Image boundary labeling entries
+--
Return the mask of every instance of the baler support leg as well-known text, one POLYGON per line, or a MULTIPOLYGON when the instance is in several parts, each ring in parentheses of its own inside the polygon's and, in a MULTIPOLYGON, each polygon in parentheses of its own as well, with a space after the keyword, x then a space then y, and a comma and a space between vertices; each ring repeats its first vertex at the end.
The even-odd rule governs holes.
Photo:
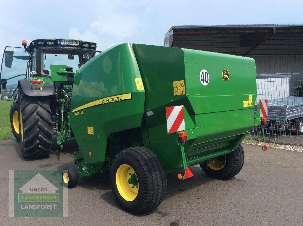
POLYGON ((189 168, 186 163, 186 160, 185 158, 185 152, 184 151, 184 142, 178 142, 178 143, 181 147, 181 153, 182 155, 182 160, 183 161, 183 166, 184 168, 184 175, 182 175, 181 174, 178 174, 178 178, 180 180, 185 180, 193 176, 194 175, 189 169, 189 168))

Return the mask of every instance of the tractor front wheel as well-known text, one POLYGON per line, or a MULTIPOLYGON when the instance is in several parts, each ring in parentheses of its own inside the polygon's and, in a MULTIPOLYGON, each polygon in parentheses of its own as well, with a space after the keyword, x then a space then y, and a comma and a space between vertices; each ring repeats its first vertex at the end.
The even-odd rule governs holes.
POLYGON ((45 97, 18 93, 19 131, 21 152, 25 158, 49 156, 52 146, 50 101, 45 97))
POLYGON ((20 142, 20 134, 19 126, 19 116, 18 113, 18 101, 14 102, 11 107, 9 114, 12 131, 14 136, 18 142, 20 142))
POLYGON ((77 170, 72 166, 67 167, 64 170, 62 173, 63 185, 69 188, 75 188, 78 183, 78 172, 77 170))
POLYGON ((225 180, 238 174, 244 162, 244 152, 240 144, 232 152, 214 158, 207 164, 200 164, 200 166, 210 177, 225 180))
POLYGON ((118 154, 111 167, 110 178, 116 199, 132 214, 155 209, 166 192, 166 175, 160 159, 144 148, 130 148, 118 154))

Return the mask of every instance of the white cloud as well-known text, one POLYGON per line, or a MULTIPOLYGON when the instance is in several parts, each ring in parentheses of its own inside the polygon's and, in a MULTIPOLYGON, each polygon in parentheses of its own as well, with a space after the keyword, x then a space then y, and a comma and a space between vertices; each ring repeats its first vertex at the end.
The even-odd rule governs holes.
POLYGON ((102 13, 97 19, 91 24, 89 29, 81 32, 81 28, 71 28, 69 37, 94 42, 97 48, 104 50, 113 45, 124 42, 134 42, 139 40, 142 33, 143 25, 141 14, 132 12, 136 8, 147 7, 142 2, 132 2, 131 5, 123 5, 123 2, 113 1, 103 2, 96 7, 103 8, 102 13), (106 9, 110 9, 107 11, 106 9))

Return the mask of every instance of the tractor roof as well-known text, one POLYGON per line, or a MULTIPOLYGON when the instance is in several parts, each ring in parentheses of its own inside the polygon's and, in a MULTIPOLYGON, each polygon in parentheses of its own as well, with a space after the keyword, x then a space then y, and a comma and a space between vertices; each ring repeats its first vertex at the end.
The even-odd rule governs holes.
POLYGON ((28 52, 32 51, 37 46, 71 46, 95 50, 97 44, 91 42, 67 38, 42 38, 35 39, 31 42, 26 47, 28 52))

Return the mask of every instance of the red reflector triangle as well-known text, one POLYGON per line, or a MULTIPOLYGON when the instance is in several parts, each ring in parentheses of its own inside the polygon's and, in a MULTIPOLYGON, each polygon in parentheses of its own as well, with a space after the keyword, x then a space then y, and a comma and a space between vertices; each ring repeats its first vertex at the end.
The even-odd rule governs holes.
POLYGON ((185 170, 185 175, 184 175, 184 179, 187 179, 188 178, 189 178, 190 177, 191 177, 194 174, 192 174, 191 171, 189 169, 189 168, 188 167, 188 166, 187 166, 186 169, 185 170))
POLYGON ((263 151, 265 151, 267 150, 267 147, 266 146, 266 145, 265 143, 264 143, 264 145, 263 145, 263 147, 262 147, 262 149, 263 149, 263 151))

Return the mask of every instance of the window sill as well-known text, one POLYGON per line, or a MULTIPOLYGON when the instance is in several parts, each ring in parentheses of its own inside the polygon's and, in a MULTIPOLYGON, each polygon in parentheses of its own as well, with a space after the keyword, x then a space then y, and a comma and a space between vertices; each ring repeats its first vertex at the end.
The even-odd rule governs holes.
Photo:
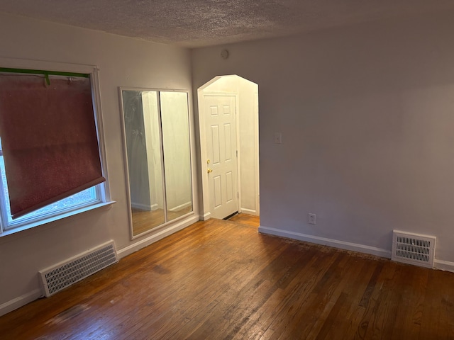
POLYGON ((33 222, 24 225, 21 225, 20 227, 11 228, 8 230, 4 230, 3 232, 0 233, 0 237, 4 237, 5 236, 16 234, 23 230, 32 229, 35 227, 38 227, 40 225, 47 225, 55 221, 58 221, 67 217, 70 217, 72 216, 75 216, 79 214, 84 214, 89 211, 99 210, 99 209, 109 210, 111 208, 112 205, 115 203, 116 202, 114 200, 110 200, 109 202, 101 202, 99 203, 94 204, 92 205, 89 205, 88 207, 84 207, 79 209, 68 211, 67 212, 64 212, 57 216, 52 216, 51 217, 44 218, 43 220, 40 220, 39 221, 33 222))

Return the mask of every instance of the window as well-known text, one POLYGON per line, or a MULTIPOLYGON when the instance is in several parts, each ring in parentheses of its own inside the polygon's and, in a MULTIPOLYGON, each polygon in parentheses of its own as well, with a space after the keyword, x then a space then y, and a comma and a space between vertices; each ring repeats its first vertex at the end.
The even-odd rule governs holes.
POLYGON ((0 235, 109 204, 91 71, 0 68, 0 235))

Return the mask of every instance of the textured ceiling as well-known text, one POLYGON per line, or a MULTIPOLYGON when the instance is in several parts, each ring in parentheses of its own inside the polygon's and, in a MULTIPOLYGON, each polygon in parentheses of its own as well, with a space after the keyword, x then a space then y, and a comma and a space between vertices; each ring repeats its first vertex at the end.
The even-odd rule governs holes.
POLYGON ((188 47, 454 10, 454 0, 0 0, 0 11, 188 47))

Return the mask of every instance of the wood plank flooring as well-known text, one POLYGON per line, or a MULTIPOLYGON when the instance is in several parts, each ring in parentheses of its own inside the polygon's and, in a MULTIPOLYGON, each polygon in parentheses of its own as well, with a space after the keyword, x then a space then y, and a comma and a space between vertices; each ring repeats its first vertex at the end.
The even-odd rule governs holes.
POLYGON ((210 220, 0 317, 0 339, 454 339, 453 283, 210 220))

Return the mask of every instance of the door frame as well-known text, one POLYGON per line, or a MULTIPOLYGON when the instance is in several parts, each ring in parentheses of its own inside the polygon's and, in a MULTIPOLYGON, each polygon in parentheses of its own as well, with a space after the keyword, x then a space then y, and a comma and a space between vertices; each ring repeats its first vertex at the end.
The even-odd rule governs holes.
MULTIPOLYGON (((214 81, 217 80, 216 78, 214 81)), ((210 82, 209 84, 212 84, 210 82)), ((235 97, 235 130, 236 130, 236 139, 237 143, 236 152, 238 152, 238 157, 236 159, 236 178, 237 178, 237 192, 238 193, 238 209, 240 212, 241 210, 241 193, 240 193, 240 152, 238 151, 238 146, 239 145, 240 139, 239 134, 238 133, 239 128, 239 120, 238 119, 238 94, 236 92, 216 92, 216 91, 205 91, 204 89, 199 89, 197 90, 198 101, 199 101, 199 127, 200 132, 200 164, 201 170, 201 187, 202 187, 202 213, 200 216, 200 219, 203 221, 206 220, 211 217, 211 212, 210 208, 210 193, 209 190, 208 183, 208 168, 209 166, 206 164, 206 159, 208 158, 206 152, 206 144, 208 141, 206 140, 206 111, 205 109, 205 96, 233 96, 235 97)))
MULTIPOLYGON (((240 83, 238 83, 240 84, 240 83)), ((237 157, 237 171, 238 171, 238 212, 241 212, 242 209, 243 210, 243 212, 250 213, 253 215, 260 215, 260 161, 259 161, 259 98, 258 98, 258 84, 253 81, 249 80, 248 79, 243 78, 240 76, 236 74, 226 74, 222 76, 216 76, 212 78, 210 81, 204 84, 201 86, 197 89, 197 106, 198 106, 198 118, 199 118, 199 150, 200 150, 200 159, 199 165, 199 174, 201 175, 201 179, 199 182, 199 188, 201 189, 201 196, 199 197, 199 214, 200 214, 200 220, 206 220, 211 218, 211 211, 210 211, 210 202, 209 202, 209 191, 208 187, 208 174, 207 169, 208 166, 206 164, 207 159, 207 152, 206 152, 206 143, 207 143, 207 136, 206 132, 206 120, 205 119, 205 115, 206 114, 206 109, 204 107, 205 101, 204 96, 204 95, 212 95, 212 96, 234 96, 236 97, 236 140, 237 140, 237 150, 238 150, 238 157, 237 157), (222 79, 224 77, 237 77, 238 81, 248 81, 249 83, 252 83, 257 86, 257 89, 254 91, 254 123, 253 123, 253 134, 254 134, 254 147, 255 147, 255 180, 254 180, 254 186, 255 188, 255 193, 254 201, 255 204, 255 210, 250 210, 249 209, 246 209, 245 207, 243 207, 243 202, 242 198, 241 193, 241 169, 243 165, 241 162, 241 147, 240 144, 240 141, 241 140, 241 132, 240 132, 240 127, 242 120, 242 113, 241 113, 241 101, 242 99, 242 90, 240 88, 233 87, 232 89, 229 89, 228 88, 222 89, 222 90, 211 90, 209 91, 209 86, 213 85, 216 81, 222 79), (206 91, 206 90, 209 91, 206 91)), ((248 98, 248 97, 246 97, 248 98)))

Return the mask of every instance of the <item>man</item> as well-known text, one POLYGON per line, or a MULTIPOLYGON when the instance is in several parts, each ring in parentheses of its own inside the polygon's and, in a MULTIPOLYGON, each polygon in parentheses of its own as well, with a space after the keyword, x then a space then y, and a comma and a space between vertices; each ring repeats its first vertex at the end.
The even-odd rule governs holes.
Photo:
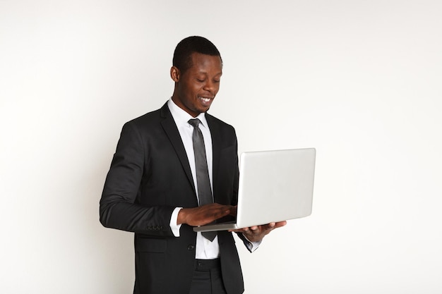
MULTIPOLYGON (((174 82, 172 98, 160 109, 123 127, 104 184, 100 216, 106 227, 135 233, 134 293, 244 291, 232 232, 219 231, 208 238, 192 229, 219 219, 233 219, 236 212, 235 131, 206 114, 222 74, 221 56, 212 42, 201 37, 183 39, 175 49, 170 70, 174 82), (199 121, 191 125, 194 118, 199 121), (200 141, 196 142, 198 137, 200 141), (204 193, 203 180, 198 177, 202 174, 201 165, 196 164, 201 157, 195 152, 201 141, 208 193, 215 203, 198 206, 204 193)), ((253 251, 265 235, 285 224, 245 228, 236 233, 253 251)))

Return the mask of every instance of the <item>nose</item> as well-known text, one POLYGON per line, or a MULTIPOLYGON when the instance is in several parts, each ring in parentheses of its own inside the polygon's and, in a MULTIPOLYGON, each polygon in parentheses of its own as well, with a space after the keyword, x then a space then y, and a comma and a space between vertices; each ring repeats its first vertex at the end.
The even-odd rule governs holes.
POLYGON ((205 85, 204 85, 204 90, 214 93, 216 90, 217 85, 212 80, 208 80, 205 85))

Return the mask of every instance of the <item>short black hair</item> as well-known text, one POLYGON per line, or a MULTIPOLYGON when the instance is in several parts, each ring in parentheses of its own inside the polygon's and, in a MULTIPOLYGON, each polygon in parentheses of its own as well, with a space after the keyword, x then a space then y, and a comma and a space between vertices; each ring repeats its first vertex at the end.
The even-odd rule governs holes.
POLYGON ((222 63, 221 54, 213 43, 203 37, 191 36, 182 39, 177 45, 174 52, 172 65, 181 73, 185 72, 192 67, 191 56, 193 53, 220 56, 222 63))

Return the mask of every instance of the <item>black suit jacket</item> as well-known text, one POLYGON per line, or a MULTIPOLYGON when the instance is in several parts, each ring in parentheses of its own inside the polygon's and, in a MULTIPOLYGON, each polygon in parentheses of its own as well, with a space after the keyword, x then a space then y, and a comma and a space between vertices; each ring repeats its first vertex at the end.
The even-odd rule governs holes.
MULTIPOLYGON (((206 119, 213 141, 214 200, 236 205, 234 129, 208 114, 206 119)), ((126 123, 106 178, 100 217, 106 227, 135 232, 134 293, 189 292, 196 233, 182 225, 176 238, 169 222, 175 207, 197 206, 189 160, 167 104, 126 123)), ((233 235, 221 231, 218 240, 227 293, 241 293, 242 273, 233 235)))

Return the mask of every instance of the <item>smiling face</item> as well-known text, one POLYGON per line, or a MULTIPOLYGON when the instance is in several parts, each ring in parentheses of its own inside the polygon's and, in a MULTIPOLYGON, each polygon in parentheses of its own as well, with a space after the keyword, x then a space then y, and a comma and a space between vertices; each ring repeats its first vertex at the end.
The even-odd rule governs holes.
POLYGON ((172 100, 193 117, 209 110, 220 90, 222 63, 218 56, 192 53, 192 66, 181 72, 177 67, 170 69, 175 82, 172 100))

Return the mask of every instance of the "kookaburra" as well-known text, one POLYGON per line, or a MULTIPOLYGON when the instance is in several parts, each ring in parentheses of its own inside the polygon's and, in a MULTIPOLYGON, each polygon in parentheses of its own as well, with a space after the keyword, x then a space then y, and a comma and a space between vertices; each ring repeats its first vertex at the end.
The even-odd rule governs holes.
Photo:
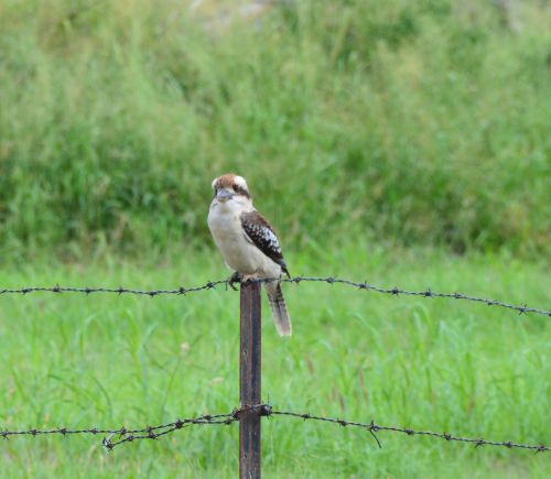
POLYGON ((214 197, 208 228, 226 264, 236 271, 233 279, 274 279, 263 283, 280 336, 291 335, 291 319, 281 291, 281 275, 289 276, 273 228, 252 206, 244 177, 231 173, 213 181, 214 197))

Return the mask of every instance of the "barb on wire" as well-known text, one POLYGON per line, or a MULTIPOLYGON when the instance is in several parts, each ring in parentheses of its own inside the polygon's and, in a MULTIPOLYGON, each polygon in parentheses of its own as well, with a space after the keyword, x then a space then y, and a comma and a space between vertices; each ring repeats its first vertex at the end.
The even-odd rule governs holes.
+--
**STATED GOAL**
Duplicate the lines of the entries above from the line with "Return the mask of every instance of the <item>nose</item>" up to and including the line with "POLYGON ((205 85, 204".

**WRITTEN SOLUTION**
Return the mask of every instance of the <item>nose</item> as well-known text, one POLYGON per line, or a MULTIPOLYGON when the instance is in several parts, each ring in parentheses of its own inside the polygon's and, in a MULTIPOLYGON, each polygon in parentheses of its own as well, with a space after the keyword, x then a space then y, and a comma and a space between vertices; each ring repeats its first vertex at the end.
The even-odd rule governs holes.
POLYGON ((205 85, 204 85, 204 90, 214 93, 216 90, 217 85, 212 80, 208 80, 205 85))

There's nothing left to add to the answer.